** begin **

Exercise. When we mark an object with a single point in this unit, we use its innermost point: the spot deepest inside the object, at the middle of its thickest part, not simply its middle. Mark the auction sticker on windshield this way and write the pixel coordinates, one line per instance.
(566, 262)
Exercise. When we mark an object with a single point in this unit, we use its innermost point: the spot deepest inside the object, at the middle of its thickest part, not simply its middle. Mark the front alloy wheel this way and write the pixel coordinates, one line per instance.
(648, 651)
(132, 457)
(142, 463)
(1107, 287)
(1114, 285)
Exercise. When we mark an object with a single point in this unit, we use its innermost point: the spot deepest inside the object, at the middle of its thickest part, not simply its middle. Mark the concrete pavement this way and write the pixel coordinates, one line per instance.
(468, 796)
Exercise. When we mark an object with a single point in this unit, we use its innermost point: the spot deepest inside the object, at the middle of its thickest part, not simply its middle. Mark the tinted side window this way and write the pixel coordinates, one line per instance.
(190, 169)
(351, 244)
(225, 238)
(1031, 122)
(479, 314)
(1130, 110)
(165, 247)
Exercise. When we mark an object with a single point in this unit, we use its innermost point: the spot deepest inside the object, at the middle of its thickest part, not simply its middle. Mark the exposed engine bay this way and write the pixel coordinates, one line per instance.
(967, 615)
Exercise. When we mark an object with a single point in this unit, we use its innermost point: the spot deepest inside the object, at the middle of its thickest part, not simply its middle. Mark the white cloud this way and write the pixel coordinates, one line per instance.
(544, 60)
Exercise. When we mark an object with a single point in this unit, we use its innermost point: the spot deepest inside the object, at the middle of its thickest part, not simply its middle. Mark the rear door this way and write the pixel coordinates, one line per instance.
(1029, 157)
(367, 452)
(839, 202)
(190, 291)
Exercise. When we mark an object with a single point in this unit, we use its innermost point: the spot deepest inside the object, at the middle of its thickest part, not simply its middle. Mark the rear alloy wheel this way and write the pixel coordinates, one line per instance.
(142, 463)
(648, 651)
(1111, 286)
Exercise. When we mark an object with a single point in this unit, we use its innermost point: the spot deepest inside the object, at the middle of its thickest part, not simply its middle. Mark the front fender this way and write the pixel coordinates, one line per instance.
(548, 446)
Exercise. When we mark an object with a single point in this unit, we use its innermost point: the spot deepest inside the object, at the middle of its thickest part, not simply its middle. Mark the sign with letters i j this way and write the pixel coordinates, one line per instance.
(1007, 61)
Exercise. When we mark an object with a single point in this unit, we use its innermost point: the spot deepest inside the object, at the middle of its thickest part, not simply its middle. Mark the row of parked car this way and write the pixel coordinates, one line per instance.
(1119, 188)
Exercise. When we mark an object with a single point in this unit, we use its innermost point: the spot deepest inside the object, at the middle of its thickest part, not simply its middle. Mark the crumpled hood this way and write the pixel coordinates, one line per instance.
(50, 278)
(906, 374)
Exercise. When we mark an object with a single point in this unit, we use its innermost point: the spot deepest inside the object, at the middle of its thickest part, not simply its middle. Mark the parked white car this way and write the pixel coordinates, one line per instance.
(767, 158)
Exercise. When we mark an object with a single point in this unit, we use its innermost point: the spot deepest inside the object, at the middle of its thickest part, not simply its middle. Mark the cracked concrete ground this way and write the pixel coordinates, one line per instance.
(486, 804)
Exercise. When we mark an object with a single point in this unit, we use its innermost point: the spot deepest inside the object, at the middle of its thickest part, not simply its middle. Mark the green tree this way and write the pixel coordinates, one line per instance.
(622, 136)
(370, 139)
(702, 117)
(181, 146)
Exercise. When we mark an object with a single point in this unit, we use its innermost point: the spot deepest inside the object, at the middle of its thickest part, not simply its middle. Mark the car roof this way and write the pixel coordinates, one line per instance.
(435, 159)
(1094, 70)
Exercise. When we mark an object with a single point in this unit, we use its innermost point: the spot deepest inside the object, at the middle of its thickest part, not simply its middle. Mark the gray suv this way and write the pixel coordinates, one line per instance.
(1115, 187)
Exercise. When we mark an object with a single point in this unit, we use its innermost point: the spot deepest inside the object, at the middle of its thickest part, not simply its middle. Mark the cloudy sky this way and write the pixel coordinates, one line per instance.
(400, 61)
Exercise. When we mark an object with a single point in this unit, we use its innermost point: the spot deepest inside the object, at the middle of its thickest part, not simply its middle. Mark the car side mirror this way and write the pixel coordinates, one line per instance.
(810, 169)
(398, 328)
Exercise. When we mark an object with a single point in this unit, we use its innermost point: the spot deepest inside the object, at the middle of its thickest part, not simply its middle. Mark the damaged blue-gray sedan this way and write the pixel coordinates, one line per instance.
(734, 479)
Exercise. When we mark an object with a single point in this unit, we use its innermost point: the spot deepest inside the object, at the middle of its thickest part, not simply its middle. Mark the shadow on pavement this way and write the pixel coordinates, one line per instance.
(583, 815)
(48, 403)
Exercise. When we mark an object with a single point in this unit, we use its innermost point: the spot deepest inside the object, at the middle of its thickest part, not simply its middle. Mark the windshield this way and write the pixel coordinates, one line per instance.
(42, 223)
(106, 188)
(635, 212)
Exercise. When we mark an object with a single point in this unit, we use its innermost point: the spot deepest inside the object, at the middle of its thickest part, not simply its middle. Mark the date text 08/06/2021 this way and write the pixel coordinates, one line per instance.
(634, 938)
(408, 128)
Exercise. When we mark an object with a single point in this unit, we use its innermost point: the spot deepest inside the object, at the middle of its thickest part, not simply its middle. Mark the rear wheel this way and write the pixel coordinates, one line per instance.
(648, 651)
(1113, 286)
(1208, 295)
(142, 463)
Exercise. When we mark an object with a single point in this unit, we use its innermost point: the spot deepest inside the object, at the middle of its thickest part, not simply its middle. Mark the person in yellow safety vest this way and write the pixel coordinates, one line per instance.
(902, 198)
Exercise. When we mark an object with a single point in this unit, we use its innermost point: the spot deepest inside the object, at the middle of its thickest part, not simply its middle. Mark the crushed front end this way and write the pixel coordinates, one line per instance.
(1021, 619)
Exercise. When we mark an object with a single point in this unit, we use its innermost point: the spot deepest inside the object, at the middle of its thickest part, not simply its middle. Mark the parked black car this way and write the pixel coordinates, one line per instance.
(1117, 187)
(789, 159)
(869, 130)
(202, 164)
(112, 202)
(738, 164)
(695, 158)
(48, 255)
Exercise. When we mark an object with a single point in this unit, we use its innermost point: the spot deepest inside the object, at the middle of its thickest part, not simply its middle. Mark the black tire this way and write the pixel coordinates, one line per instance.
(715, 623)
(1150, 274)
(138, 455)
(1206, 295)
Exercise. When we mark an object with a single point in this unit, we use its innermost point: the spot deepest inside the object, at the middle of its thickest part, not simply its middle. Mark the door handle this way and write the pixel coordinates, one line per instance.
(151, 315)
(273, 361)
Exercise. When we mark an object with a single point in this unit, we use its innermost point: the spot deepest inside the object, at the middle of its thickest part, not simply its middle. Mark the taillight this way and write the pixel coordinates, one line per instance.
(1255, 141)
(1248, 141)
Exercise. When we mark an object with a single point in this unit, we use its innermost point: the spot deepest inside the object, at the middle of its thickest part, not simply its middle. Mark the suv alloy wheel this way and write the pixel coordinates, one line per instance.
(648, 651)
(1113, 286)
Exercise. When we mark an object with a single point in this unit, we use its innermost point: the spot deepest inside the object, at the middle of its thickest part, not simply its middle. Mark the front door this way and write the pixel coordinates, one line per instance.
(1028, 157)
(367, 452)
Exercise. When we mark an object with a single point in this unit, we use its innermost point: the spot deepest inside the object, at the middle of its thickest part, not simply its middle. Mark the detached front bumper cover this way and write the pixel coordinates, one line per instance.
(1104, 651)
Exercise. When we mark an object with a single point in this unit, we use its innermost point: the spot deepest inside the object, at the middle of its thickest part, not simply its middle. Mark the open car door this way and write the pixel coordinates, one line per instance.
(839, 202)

** end **
** begin **

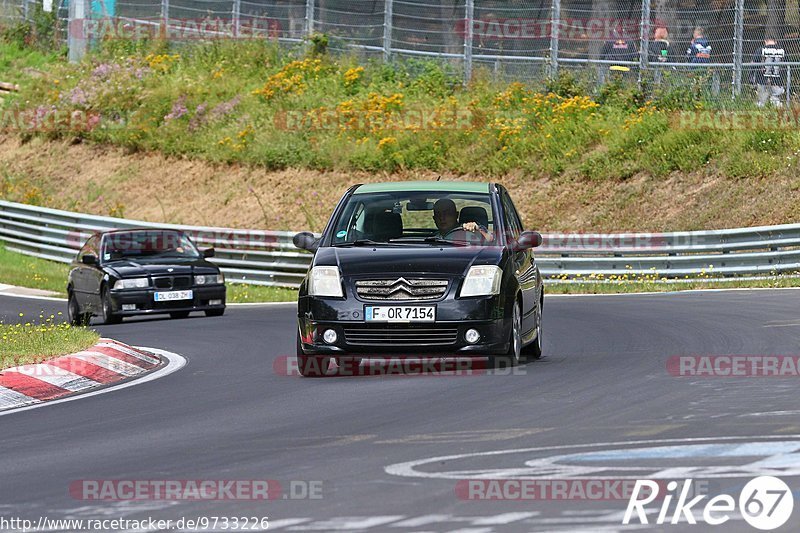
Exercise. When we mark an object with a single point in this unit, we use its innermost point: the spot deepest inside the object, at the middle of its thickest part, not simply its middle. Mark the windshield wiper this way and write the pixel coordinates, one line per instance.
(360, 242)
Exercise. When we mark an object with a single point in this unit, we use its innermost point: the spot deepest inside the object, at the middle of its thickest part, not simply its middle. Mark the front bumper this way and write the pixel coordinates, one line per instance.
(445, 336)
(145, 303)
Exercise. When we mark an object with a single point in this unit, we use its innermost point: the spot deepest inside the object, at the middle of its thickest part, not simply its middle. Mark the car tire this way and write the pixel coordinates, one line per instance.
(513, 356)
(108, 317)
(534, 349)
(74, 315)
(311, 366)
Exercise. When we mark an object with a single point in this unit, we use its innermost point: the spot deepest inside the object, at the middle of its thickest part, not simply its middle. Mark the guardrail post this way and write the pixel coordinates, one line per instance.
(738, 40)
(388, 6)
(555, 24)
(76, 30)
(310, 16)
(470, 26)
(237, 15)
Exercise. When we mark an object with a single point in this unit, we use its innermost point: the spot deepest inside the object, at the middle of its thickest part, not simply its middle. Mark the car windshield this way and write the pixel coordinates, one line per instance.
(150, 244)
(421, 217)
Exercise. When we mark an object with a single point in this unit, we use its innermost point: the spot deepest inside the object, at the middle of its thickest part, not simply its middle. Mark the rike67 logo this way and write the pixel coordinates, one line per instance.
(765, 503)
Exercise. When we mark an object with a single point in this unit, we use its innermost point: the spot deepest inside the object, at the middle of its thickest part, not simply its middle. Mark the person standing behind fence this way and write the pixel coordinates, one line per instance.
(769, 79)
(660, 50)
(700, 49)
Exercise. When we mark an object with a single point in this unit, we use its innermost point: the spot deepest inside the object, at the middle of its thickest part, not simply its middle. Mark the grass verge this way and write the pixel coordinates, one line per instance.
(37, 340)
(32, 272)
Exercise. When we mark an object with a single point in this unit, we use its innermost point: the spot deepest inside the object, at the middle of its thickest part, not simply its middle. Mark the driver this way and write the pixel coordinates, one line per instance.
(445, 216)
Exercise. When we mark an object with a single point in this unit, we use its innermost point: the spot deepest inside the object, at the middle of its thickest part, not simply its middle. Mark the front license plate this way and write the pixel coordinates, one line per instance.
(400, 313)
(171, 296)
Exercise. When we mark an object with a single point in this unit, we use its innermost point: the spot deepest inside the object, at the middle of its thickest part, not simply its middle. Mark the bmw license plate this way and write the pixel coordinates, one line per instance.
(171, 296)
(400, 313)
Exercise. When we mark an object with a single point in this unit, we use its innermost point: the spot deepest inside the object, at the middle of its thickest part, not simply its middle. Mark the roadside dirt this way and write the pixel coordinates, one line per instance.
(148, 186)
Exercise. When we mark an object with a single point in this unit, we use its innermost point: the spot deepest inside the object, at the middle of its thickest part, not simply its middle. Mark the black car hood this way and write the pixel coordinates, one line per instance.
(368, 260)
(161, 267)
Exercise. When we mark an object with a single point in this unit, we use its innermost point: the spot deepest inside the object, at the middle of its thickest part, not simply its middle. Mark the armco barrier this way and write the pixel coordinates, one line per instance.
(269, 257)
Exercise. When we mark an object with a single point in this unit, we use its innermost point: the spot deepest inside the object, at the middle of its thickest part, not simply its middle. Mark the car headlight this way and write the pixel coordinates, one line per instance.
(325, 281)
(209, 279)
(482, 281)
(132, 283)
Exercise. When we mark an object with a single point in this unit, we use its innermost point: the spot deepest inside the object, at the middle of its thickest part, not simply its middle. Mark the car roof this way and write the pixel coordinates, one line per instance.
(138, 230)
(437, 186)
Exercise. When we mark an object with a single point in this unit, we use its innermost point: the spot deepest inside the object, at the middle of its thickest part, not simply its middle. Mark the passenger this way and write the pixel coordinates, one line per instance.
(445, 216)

** end **
** begin **

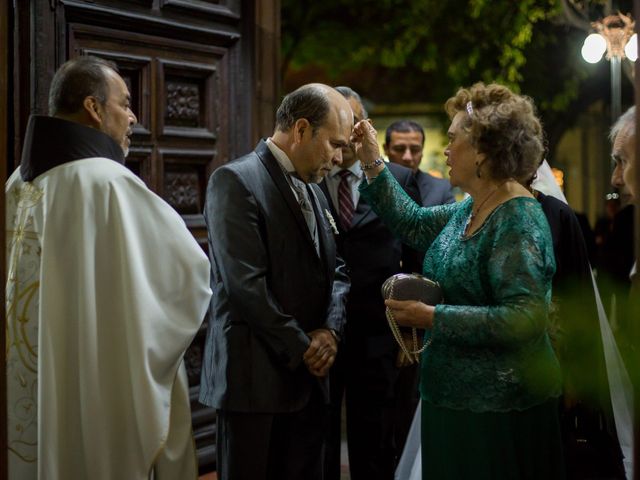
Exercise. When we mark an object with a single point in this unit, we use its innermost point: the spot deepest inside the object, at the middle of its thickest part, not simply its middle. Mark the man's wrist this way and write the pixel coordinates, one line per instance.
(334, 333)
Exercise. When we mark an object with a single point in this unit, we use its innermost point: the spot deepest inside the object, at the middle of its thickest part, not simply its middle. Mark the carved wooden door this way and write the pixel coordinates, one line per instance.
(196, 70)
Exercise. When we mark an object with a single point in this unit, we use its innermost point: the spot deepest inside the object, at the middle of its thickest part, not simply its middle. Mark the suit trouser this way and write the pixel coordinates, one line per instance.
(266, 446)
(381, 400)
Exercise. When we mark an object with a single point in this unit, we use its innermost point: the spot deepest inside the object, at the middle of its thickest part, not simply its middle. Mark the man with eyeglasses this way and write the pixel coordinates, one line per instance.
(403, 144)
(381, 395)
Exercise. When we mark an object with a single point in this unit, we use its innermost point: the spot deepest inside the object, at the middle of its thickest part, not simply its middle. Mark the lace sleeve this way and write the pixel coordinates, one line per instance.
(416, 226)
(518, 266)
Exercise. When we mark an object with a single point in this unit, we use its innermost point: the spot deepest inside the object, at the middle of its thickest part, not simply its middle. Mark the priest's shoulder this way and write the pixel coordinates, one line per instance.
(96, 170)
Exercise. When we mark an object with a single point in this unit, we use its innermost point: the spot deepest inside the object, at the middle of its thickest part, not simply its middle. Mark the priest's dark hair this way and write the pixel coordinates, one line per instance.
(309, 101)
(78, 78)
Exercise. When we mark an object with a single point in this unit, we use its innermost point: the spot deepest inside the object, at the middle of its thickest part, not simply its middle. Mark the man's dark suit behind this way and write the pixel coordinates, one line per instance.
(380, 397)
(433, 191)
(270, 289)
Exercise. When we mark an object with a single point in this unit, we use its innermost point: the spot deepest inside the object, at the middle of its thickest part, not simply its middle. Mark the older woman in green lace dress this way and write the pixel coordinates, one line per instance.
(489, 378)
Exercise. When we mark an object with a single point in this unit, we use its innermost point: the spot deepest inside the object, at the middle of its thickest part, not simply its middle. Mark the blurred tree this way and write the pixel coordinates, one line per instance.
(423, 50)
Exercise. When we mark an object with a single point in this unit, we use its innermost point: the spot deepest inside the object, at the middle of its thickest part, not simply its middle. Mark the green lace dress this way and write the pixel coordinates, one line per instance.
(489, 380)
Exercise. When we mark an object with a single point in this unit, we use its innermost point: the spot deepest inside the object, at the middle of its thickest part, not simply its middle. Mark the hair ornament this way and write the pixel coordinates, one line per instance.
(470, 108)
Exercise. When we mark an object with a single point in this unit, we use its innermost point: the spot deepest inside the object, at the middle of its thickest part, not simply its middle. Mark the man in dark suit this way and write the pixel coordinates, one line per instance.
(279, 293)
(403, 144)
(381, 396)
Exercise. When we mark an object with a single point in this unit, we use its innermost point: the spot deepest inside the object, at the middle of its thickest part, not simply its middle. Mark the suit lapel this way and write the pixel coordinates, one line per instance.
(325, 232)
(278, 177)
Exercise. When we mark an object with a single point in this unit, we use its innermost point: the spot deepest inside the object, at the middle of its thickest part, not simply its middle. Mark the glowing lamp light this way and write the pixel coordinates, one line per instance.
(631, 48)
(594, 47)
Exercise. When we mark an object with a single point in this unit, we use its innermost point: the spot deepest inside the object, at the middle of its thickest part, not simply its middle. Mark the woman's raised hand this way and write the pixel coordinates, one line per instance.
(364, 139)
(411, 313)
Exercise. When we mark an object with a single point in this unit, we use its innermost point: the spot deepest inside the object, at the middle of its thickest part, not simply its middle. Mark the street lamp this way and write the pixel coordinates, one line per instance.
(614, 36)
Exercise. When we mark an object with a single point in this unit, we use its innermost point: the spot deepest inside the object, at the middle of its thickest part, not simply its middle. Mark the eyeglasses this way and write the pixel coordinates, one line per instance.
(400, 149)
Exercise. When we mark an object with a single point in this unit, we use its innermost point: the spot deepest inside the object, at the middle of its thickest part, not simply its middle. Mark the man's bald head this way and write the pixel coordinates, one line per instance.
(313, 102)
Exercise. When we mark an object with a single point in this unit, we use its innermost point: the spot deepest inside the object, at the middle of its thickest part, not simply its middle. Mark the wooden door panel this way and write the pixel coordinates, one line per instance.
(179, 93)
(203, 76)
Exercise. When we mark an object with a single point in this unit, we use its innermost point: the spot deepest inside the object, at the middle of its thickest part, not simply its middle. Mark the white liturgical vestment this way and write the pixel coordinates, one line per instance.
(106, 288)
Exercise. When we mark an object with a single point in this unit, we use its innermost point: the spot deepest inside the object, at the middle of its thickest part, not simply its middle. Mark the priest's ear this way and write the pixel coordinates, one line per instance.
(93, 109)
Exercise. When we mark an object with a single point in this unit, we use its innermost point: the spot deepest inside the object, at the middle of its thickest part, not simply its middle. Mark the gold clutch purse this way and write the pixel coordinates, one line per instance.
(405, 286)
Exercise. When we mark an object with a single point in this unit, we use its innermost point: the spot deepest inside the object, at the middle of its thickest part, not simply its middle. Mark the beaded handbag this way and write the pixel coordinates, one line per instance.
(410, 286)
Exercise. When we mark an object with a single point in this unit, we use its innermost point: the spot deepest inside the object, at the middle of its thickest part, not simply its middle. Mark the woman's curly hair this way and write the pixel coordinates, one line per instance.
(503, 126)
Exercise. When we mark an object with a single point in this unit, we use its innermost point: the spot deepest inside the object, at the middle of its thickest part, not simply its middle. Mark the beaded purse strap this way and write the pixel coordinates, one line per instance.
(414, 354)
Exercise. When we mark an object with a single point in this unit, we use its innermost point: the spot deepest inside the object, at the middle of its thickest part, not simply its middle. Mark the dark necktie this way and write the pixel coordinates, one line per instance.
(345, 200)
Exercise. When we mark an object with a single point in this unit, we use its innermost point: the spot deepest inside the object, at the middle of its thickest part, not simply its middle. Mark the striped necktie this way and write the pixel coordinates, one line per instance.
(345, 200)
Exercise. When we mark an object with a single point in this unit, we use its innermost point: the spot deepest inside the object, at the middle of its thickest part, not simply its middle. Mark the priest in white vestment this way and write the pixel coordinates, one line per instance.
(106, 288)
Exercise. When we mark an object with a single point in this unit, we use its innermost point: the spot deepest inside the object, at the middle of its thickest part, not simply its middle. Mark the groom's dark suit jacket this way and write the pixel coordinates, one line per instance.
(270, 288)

** end **

Format the records above as a two-column CSV with the headers instruction and coordinates, one row per record, putting each field in quotes and turning line breaks into spaces. Start at the line that contains "Mark the suv" and end after the line that contains "(1104, 651)".

instruction,coordinates
"Exercise. When we mark an object with a single point in this unit, we use its innermost point: the spot deepest inside the object, at the middle of its thickest part, not simply its middle. Mark the suv alloy wheel this way and write the pixel coordinates, one line per instance.","(648, 651) (1113, 286)"
"Exercise. When we mark an object with a single point in this unit, we use its innermost point: the spot deepest inside the object, at the middle of its thickest part, not simply its middle. Mark the front door this way and write the pixel coordinates, one line per instance.","(1028, 157) (367, 452)"
"Exercise. When we mark an object with a single point in this unit, we use its innermost point: the spot deepest inside the object, at the middle of its thickest part, not simply its middle. Mark the detached front bumper cover this way and write the pixel coordinates, one line per instance.","(1104, 651)"